What is asked:
a) According to the sermon on the Merchant Taylors, what are "masters" called among the Craft Companies of Glasgow?
b) Pick up the sermon on the Merchant Taylors after its last sentence and keep writing it.

Extract to read:
## begin

It was then back to the Hall for a barbeque and entertained by a jazz quartet.
The Sermon
We are here, on the Feast of St Barnabas, the Son of Encouragement, to give thanks to Almighty God for the work and witness of this ancient Mystery of Merchant Taylors and to seek the continuance of His generosity and blessing in the life of the Company. We are here to remember with thanksgiving the work, especially of this past year -not least the dutiful and joyous example of the Master- but also to call to mind all those members of the Company whose labours of skill, whose acts of charity and compassion, have made a measurable difference through the course of many centuries.
Tonight, we are making a bridge from the present into the past. Tonight, we are celebrating and renewing an institution whose life is bigger and broader and larger than merely the sigma of its current assets and of its current persons.
The Worshipful Company of Merchant Taylors, like those other worshipful companies in the City of London, is what it is today because of all those liverymen of the past, names we remember and names we do not -the decisions they took, the time they gave, the resource they enabled, the commitment they displayed, the disasters they averted, the tragedies they suffered, and -cardinally- the conviviality and the fellowship they both created and sustained throughout it all.
Tonight, Master, Wardens, and members of the Livery and Freedom, you stand as the inheritors of a body of tradition, deep and ancient, that it is now your task responsibly to frame amid the uncertainties, difficulties, and challenges of our very modern world.
It is I think often unremarked that the Livery movement is both counter-cultural and non-hierarchical. It is entirely shaped by a commitment to humility and self-effacement. Livery companies are ‘communities of the convivial’ where hierarchies are authorised only by a sort of sacrificial inversion -always putting the other person first- and only on the understanding that those in power must exercise it to the benefit and the betterment of all. Such in essence is the quality of being ‘upright’. Such in essence, is the ‘light’ the Livery movement kindles in the darkness.
The concept of ‘mastery’ in the livery world is far removed from medieval notions of dominance and of the asymmetrical preponderance of power. The concept of ‘mastery’ in the livery world is based upon a fundamental requirement of humility and on an underlying and deeply religious idea of servanthood.
Aficionados of the form will recall that this is especially clear among the Craft Companies of Glasgow, where ‘masters’ are called ‘deacons’- the word in English that directly translates the Greek Bible’s word for servants.

## end

Records of named region outlines

## begin

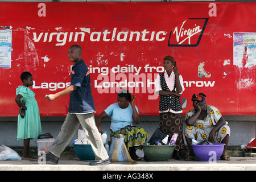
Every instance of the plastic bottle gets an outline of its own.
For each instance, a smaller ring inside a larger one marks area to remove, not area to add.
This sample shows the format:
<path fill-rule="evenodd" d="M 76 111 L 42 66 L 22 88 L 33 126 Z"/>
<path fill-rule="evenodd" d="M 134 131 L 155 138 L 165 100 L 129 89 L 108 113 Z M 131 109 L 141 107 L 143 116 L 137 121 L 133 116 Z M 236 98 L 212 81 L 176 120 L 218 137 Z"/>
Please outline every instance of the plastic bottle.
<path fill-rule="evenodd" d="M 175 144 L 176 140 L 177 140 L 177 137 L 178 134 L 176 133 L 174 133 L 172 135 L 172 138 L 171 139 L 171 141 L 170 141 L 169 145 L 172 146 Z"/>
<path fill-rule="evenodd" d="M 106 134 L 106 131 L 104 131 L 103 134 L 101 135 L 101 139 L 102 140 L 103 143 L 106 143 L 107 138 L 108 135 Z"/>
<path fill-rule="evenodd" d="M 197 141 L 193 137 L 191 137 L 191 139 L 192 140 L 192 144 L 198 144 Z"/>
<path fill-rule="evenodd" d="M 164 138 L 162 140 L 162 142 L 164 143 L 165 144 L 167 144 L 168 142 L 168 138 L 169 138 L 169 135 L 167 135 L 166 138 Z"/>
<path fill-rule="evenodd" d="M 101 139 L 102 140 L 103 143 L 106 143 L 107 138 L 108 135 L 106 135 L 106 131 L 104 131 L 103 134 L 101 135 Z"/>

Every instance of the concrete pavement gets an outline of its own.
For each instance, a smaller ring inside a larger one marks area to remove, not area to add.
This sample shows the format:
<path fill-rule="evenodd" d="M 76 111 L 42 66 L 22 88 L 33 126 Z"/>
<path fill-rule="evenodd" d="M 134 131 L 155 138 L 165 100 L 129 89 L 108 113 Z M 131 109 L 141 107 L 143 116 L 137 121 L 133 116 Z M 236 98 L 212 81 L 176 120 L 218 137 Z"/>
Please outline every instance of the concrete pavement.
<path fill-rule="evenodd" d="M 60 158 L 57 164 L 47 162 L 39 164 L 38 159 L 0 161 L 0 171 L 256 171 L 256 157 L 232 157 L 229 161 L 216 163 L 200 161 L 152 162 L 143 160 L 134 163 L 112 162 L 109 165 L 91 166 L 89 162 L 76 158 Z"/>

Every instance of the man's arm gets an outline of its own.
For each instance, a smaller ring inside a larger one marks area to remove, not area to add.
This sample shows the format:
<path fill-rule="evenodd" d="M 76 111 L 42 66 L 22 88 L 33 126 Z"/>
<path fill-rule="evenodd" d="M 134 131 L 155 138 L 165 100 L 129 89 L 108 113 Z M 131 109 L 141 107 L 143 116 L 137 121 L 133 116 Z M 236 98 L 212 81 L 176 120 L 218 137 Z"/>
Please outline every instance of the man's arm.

## end

Responses for each task:
a) Deacons.

b)
But whether they are called ‘Masters’, or ‘Deacons’ or something entirely other (think for a moment of Prime Warden Goldsmith or Upper-Bailiff Weaver) those at the imagined ‘top’ of a Livery Company are required to discharge much the same function, chiefly that of paying attention to and encouraging pluriform talent within the Company as a whole.
Summoned to continual acts of humility and self-effacement, Livery Masters should model what might best be described as a ‘caritative authority’, the careful and compassionate patterning of power which seeks its exercise in attentiveness, and in the determined flourishing of all within the community (in this case) of Merchant Taylors.
We have this year been most fortunate to have received the caritative attentions of the current Master, and indeed of the current Mistress. With assiduousness and charm, with a charisma that is both relaxed and unforced, they have presided at Company occasions. I have watched as it were from the wings as they have sweetened the experience of many a Company member and their guests, nimbly supported by the Court and Clerk. For the commitment, the gentleness, and the light, they have brought to their calling we must thank them most sincerely tonight.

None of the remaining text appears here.